■ Records for the task:

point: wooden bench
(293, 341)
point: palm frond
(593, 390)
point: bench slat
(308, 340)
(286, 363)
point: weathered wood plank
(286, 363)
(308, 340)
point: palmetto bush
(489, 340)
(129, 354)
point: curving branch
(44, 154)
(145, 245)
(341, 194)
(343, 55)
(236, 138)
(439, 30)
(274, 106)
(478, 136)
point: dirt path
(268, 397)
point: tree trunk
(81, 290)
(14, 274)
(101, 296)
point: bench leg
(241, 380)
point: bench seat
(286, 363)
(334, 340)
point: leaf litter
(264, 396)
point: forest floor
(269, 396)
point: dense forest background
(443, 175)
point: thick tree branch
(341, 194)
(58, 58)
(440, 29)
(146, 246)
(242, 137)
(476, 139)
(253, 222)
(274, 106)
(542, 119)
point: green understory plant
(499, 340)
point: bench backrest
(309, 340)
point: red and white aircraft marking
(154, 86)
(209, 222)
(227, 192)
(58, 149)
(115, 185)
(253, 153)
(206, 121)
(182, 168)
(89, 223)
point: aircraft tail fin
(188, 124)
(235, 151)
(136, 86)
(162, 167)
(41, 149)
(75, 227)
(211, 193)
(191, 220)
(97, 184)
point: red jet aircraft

■ Exercise aim: Render every line of the listing above as a JSON list of strings, one string per line, skipping any blank lines.

■ Written reply:
[
  "point: wooden bench",
  "(293, 341)",
  "point: palm frond",
  "(593, 390)",
  "point: bench slat",
  "(308, 340)",
  "(286, 363)",
  "point: weathered wood plank",
  "(286, 363)",
  "(308, 340)",
  "point: palmetto bush",
  "(489, 340)",
  "(129, 354)",
  "point: curving branch",
  "(44, 154)",
  "(145, 245)",
  "(341, 194)",
  "(343, 55)",
  "(236, 138)",
  "(439, 30)",
  "(274, 106)",
  "(478, 136)",
  "point: dirt path",
  "(268, 397)",
  "point: tree trunk",
  "(81, 290)",
  "(14, 274)",
  "(101, 296)",
  "point: bench leg",
  "(241, 380)",
  "point: bench seat",
  "(286, 363)",
  "(334, 340)",
  "point: leaf litter",
  "(264, 396)",
  "point: forest floor",
  "(269, 396)",
  "point: dense forest background",
  "(443, 175)",
  "point: thick tree branch",
  "(341, 194)",
  "(58, 58)",
  "(440, 29)",
  "(146, 246)",
  "(242, 137)",
  "(476, 139)",
  "(253, 222)",
  "(274, 106)",
  "(542, 119)",
  "point: green understory plant",
  "(499, 340)",
  "point: bench backrest",
  "(309, 340)",
  "point: red and white aircraft marking",
  "(154, 86)",
  "(209, 222)",
  "(227, 192)",
  "(58, 149)",
  "(115, 185)",
  "(253, 153)",
  "(206, 121)",
  "(182, 168)",
  "(89, 223)",
  "point: aircraft tail fin",
  "(188, 124)",
  "(235, 151)",
  "(136, 86)",
  "(162, 167)",
  "(41, 149)",
  "(75, 227)",
  "(211, 193)",
  "(191, 220)",
  "(97, 184)",
  "point: red jet aircraft"
]